Stored data entries

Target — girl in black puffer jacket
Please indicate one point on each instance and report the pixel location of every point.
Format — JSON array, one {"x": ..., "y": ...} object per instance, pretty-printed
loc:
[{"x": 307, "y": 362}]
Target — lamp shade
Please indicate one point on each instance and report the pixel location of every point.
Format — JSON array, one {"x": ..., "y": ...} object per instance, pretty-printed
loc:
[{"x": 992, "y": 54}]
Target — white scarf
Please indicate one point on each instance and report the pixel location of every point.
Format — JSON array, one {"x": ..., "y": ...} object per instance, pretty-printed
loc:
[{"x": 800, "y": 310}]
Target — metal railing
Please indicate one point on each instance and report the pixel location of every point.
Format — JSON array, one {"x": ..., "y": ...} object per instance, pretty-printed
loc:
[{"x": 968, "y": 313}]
--
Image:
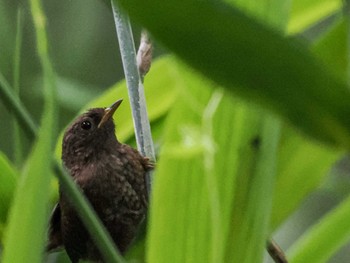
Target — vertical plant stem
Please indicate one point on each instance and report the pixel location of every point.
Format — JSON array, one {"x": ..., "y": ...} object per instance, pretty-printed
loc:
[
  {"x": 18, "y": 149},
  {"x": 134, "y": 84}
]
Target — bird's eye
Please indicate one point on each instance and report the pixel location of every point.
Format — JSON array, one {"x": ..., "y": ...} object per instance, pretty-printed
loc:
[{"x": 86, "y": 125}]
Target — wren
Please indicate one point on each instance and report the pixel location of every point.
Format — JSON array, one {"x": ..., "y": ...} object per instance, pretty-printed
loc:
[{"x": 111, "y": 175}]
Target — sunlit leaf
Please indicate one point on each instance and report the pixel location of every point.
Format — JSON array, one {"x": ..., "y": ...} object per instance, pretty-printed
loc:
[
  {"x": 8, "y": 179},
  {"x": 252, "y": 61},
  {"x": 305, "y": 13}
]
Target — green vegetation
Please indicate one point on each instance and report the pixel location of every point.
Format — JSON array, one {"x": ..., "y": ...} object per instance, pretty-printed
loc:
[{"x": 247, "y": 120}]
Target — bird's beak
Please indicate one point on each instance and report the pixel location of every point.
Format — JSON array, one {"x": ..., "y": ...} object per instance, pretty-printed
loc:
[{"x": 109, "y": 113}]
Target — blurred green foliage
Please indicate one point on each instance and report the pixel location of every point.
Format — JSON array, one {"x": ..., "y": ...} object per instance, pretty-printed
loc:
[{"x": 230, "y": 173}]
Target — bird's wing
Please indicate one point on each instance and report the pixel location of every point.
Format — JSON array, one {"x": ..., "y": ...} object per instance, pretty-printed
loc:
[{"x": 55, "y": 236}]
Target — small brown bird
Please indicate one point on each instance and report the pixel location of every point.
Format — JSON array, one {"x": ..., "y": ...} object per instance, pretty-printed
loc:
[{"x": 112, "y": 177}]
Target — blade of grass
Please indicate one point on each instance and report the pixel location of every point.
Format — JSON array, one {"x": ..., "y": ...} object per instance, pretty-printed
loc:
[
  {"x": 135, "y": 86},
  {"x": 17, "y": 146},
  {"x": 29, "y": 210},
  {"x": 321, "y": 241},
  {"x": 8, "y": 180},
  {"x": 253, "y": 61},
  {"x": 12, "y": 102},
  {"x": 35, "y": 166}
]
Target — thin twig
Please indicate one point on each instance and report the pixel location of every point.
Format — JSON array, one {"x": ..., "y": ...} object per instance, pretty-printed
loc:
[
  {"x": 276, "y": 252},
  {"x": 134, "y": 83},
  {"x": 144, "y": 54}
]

Task requirements:
Looking at the data above, return every line from the one with "Target — green vegetation" down to the one with "Target — blade of grass", exactly and inclusively.

Answer to the problem:
Target — green vegetation
Please indicate one point on each instance and report the pixel location of every point.
Format — JSON array, one {"x": ..., "y": ...} object per instance, pretty-printed
loc:
[{"x": 247, "y": 120}]
Target — bird's beak
Please indicate one point on each instance and report the pixel location of every point.
Format — JSON array, one {"x": ..., "y": ...} object per instance, pretty-printed
loc:
[{"x": 109, "y": 113}]
Target — blurred green foliage
Please indicate one point on each instance and report the pixel location of every point.
Format — JSON array, one {"x": ..., "y": ...} object per instance, pretty-printed
loc:
[{"x": 230, "y": 173}]
Target — bird's wing
Please indicate one point on each instance and report the pixel location of every point.
Format — JSON array, one {"x": ..., "y": ...} object per instance, pretty-printed
loc:
[{"x": 55, "y": 236}]
Target — small brown bird
Please indicate one point on each instance and report the pixel location of every point.
Format — JSON array, one {"x": ..., "y": ...} object per instance, pretty-printed
loc:
[{"x": 112, "y": 177}]
Target — blade of grass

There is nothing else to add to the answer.